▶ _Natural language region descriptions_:
....

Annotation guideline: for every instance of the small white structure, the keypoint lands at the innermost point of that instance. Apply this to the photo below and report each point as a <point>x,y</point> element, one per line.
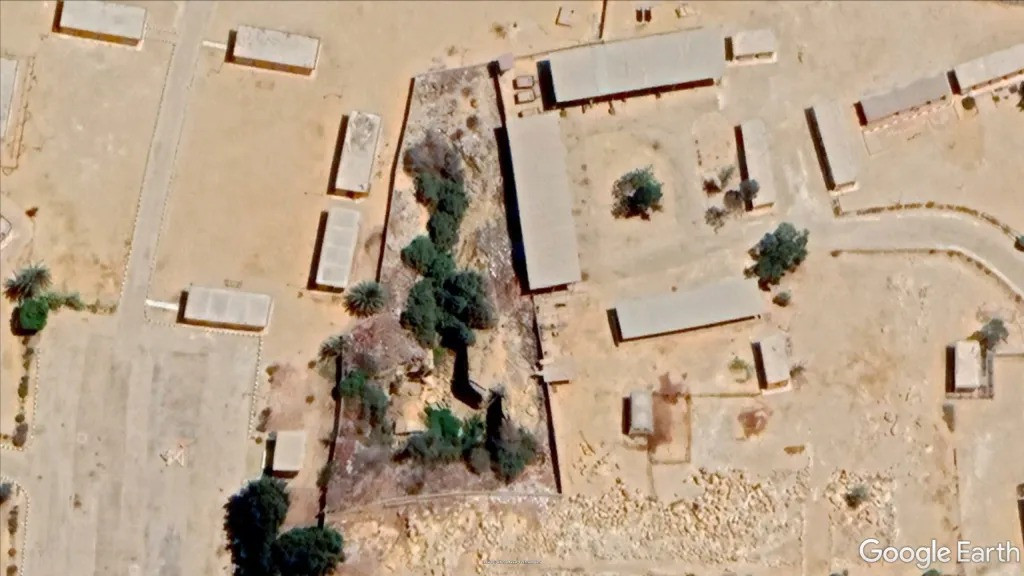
<point>641,413</point>
<point>756,163</point>
<point>358,152</point>
<point>8,78</point>
<point>227,309</point>
<point>101,21</point>
<point>755,46</point>
<point>712,304</point>
<point>989,71</point>
<point>274,49</point>
<point>967,366</point>
<point>341,232</point>
<point>289,451</point>
<point>774,356</point>
<point>833,134</point>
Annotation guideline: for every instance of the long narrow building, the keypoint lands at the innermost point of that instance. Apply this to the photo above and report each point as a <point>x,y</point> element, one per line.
<point>544,200</point>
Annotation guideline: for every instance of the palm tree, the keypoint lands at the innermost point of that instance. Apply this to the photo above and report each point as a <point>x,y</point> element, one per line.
<point>29,282</point>
<point>366,298</point>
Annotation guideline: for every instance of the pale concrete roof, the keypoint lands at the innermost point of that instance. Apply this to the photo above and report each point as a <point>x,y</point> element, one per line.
<point>837,138</point>
<point>989,68</point>
<point>358,153</point>
<point>275,47</point>
<point>8,76</point>
<point>289,451</point>
<point>775,358</point>
<point>754,42</point>
<point>107,18</point>
<point>757,156</point>
<point>967,365</point>
<point>638,64</point>
<point>224,306</point>
<point>715,303</point>
<point>545,201</point>
<point>904,98</point>
<point>641,413</point>
<point>338,248</point>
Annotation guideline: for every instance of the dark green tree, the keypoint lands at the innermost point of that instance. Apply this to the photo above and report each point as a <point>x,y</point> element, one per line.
<point>779,252</point>
<point>308,550</point>
<point>253,518</point>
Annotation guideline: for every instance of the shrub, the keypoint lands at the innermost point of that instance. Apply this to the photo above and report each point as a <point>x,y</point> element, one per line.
<point>779,252</point>
<point>420,315</point>
<point>28,283</point>
<point>443,230</point>
<point>366,298</point>
<point>32,315</point>
<point>308,551</point>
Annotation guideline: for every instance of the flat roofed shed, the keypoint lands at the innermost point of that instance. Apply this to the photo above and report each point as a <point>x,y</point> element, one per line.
<point>102,21</point>
<point>355,167</point>
<point>289,451</point>
<point>607,69</point>
<point>544,200</point>
<point>990,68</point>
<point>731,300</point>
<point>904,98</point>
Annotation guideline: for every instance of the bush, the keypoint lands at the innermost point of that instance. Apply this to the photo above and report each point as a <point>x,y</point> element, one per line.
<point>779,252</point>
<point>443,230</point>
<point>32,315</point>
<point>366,298</point>
<point>308,551</point>
<point>420,315</point>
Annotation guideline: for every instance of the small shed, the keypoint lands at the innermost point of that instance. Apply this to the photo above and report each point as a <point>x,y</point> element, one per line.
<point>289,451</point>
<point>967,366</point>
<point>641,413</point>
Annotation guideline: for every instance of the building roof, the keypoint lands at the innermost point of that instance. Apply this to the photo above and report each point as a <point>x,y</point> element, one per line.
<point>775,358</point>
<point>289,451</point>
<point>341,233</point>
<point>105,18</point>
<point>641,412</point>
<point>545,201</point>
<point>627,66</point>
<point>673,312</point>
<point>836,138</point>
<point>228,307</point>
<point>903,98</point>
<point>990,67</point>
<point>355,168</point>
<point>754,42</point>
<point>967,365</point>
<point>757,158</point>
<point>275,47</point>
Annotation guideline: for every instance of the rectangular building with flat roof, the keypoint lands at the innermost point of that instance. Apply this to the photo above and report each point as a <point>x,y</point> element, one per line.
<point>355,167</point>
<point>757,161</point>
<point>101,21</point>
<point>723,302</point>
<point>903,99</point>
<point>607,69</point>
<point>274,49</point>
<point>836,142</point>
<point>544,200</point>
<point>227,309</point>
<point>989,70</point>
<point>341,233</point>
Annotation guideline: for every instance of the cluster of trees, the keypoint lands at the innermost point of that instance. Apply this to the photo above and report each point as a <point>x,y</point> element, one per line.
<point>445,303</point>
<point>30,289</point>
<point>252,522</point>
<point>637,194</point>
<point>497,444</point>
<point>778,252</point>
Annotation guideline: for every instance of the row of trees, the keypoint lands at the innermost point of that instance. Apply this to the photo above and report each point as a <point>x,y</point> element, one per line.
<point>252,522</point>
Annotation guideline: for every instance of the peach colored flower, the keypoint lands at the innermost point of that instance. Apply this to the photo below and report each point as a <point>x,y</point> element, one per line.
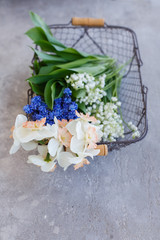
<point>91,137</point>
<point>86,117</point>
<point>12,129</point>
<point>64,136</point>
<point>81,164</point>
<point>34,124</point>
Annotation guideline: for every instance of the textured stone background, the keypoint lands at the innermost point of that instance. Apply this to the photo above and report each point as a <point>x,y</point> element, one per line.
<point>116,197</point>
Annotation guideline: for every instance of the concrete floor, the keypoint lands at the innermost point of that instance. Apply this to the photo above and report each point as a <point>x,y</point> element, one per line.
<point>117,197</point>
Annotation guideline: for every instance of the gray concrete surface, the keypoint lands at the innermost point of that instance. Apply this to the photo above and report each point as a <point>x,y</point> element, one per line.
<point>117,197</point>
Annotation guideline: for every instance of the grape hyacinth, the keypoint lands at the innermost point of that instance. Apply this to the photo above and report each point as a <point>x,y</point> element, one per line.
<point>94,86</point>
<point>64,108</point>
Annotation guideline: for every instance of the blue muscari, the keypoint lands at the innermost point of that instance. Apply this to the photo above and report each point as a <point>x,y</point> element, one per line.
<point>64,108</point>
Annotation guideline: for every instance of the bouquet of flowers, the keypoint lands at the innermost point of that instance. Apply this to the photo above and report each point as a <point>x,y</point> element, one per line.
<point>75,103</point>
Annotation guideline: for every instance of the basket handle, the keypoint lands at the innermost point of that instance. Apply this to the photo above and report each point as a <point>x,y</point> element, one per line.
<point>91,22</point>
<point>103,150</point>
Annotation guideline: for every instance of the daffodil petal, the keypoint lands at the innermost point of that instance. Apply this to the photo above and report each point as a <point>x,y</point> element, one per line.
<point>29,146</point>
<point>77,145</point>
<point>14,148</point>
<point>42,149</point>
<point>20,119</point>
<point>36,159</point>
<point>80,133</point>
<point>72,127</point>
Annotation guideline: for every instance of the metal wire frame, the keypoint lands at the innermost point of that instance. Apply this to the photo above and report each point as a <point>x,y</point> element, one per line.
<point>120,43</point>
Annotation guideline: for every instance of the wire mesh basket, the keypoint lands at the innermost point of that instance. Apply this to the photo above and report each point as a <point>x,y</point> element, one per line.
<point>121,44</point>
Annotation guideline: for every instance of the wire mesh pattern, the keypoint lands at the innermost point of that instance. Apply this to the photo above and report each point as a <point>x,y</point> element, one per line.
<point>121,44</point>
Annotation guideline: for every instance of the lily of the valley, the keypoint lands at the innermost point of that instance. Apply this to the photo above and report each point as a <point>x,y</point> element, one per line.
<point>26,133</point>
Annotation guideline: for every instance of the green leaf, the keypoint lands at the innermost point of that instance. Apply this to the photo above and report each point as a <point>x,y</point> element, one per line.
<point>70,54</point>
<point>46,69</point>
<point>36,66</point>
<point>49,57</point>
<point>59,90</point>
<point>80,93</point>
<point>49,93</point>
<point>81,107</point>
<point>37,21</point>
<point>45,46</point>
<point>77,63</point>
<point>36,34</point>
<point>38,89</point>
<point>56,75</point>
<point>39,79</point>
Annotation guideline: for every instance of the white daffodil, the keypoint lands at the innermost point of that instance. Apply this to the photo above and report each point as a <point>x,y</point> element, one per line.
<point>85,135</point>
<point>25,133</point>
<point>44,159</point>
<point>17,143</point>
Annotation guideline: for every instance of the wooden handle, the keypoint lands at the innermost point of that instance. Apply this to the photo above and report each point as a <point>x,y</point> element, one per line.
<point>103,150</point>
<point>91,22</point>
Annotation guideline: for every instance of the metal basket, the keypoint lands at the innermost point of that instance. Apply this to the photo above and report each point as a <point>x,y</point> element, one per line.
<point>121,44</point>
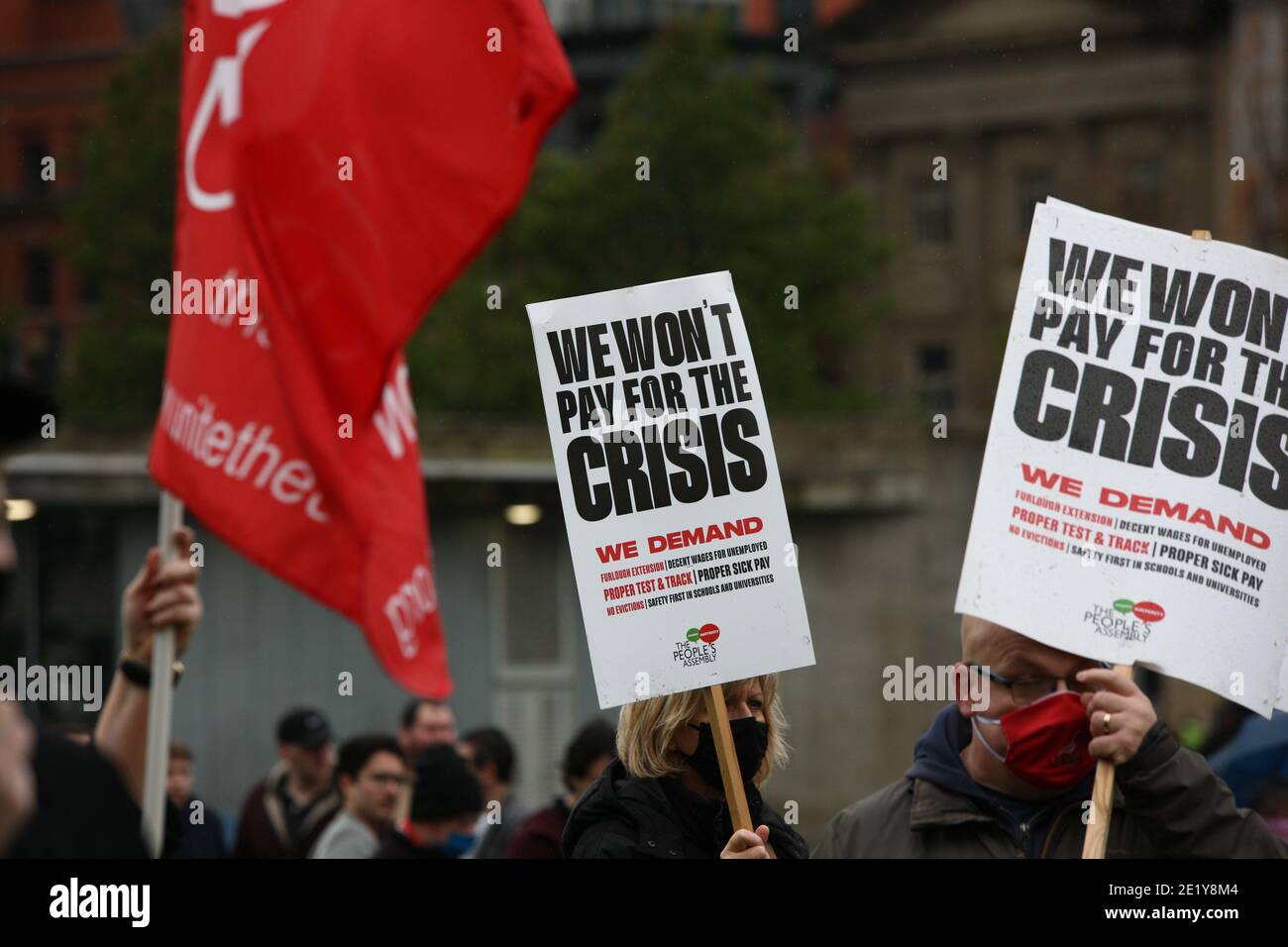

....

Only the lines from the one containing "metal basket, the" through the last line of the data above, both included, belong in the reply, each restated exactly and without pictures.

Annotation guideline: for every instance of the metal basket, the keypoint lands at the innermost point of that instance. Apply this to the photo above and report each point as a <point>x,y</point> element, one per line.
<point>121,44</point>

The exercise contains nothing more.